**SOURCE EXTRACT**
--

Influenza (flu) is a respiratory illness affecting about 8% of Americans a year and, along with pneumonia, is among the top ten leading causes of death in the US. The elderly and young are particularly vulnerable to complications from the flu, which can range in severity from ear infections to multiple organ failure. To reduce the number and severity of flu illnesses, vaccines are designed every year to match the flu strains most likely to circulate, with varying success in how precise the match is. A poor match can reduce the amount of protection provided by flu vaccination, leaving many vulnerable to potentially severe infection outcomes.

To develop flu vaccines, scientists take advantage of the flu virus’ ability to bind to red blood cells. Typically, scientists use a test, called the hemagglutination inhibition assay (HI test), to see if a vaccine candidate impedes the binding between a flu strain and red blood cells. However, the current leading strain of flu, influenza A/H3N2, has characteristics that render the HI test ineffective. Specifically, the A/H3N2 flu viruses may have genetic changes that prevents them from binding to sugar molecules called glycans on the surface of red blood cells.

--

**DATASET ENTRIES**

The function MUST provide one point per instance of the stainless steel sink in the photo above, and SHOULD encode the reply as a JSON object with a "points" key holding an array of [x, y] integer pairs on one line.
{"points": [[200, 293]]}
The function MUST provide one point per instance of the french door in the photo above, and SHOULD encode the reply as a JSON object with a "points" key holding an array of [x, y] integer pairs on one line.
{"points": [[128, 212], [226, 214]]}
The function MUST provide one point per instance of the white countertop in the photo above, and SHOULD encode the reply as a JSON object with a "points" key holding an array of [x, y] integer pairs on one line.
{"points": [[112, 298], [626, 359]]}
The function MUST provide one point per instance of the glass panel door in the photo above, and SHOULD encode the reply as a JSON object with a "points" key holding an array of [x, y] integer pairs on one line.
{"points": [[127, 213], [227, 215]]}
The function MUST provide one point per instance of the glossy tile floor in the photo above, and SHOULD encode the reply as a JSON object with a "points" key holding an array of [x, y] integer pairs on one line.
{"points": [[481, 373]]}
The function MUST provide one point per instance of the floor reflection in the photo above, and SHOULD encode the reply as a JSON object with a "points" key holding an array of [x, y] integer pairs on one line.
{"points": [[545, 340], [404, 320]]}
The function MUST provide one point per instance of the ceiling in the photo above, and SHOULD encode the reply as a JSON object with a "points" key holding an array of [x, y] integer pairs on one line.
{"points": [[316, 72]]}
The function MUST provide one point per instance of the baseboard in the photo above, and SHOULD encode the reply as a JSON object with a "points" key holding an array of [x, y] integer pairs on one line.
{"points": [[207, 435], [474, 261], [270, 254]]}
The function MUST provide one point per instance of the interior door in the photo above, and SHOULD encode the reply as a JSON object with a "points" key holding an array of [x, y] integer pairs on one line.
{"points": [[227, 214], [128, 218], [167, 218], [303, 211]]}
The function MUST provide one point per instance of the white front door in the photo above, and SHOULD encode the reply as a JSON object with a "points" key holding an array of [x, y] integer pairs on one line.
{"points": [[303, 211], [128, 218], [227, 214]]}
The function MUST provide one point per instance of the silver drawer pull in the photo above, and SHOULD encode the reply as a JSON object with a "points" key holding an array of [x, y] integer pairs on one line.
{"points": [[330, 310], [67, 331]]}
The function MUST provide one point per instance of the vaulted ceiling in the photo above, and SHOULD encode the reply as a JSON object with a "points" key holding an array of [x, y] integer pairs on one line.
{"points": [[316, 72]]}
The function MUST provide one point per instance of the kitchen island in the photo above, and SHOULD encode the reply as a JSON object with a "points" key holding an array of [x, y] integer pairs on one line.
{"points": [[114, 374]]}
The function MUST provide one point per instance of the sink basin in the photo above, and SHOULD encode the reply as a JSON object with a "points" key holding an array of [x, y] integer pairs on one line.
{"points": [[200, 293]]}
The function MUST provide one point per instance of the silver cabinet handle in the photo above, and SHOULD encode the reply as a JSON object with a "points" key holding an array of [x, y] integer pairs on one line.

--

**TASK STATEMENT**
Pick up the flu vaccine passage after its last sentence and keep it going. These lines have nothing to do with the flu vaccine passage.

**EXERCISE ANSWER**
A major goal of the Common Fund’s Glycoscience Program is to develop tools that make the analysis of glycans, like those found on red blood cells, accessible to the research community. In research supported by the Glycoscience Program, Dr. Geert-Jan Boons and colleagues used a novel glycan microarray (a technology that allows for the analysis of a large number of glycans at once) to determine what kind of glycans are required for the A/H3N2 flu strain to bind red blood cells. They then engineered the absent glycans and installed them on chicken and turkey blood cells, which are commonly used in tests of red blood cells’ ability to bind. The addition of the engineered glycans enabled the A/H3N2 flu strain to be responsive to the HI test. Using this technology, the researchers found evidence of subpar matches between the circulating flu strains and some flu vaccines. This work has the potential to influence the design of better flu vaccines in the future.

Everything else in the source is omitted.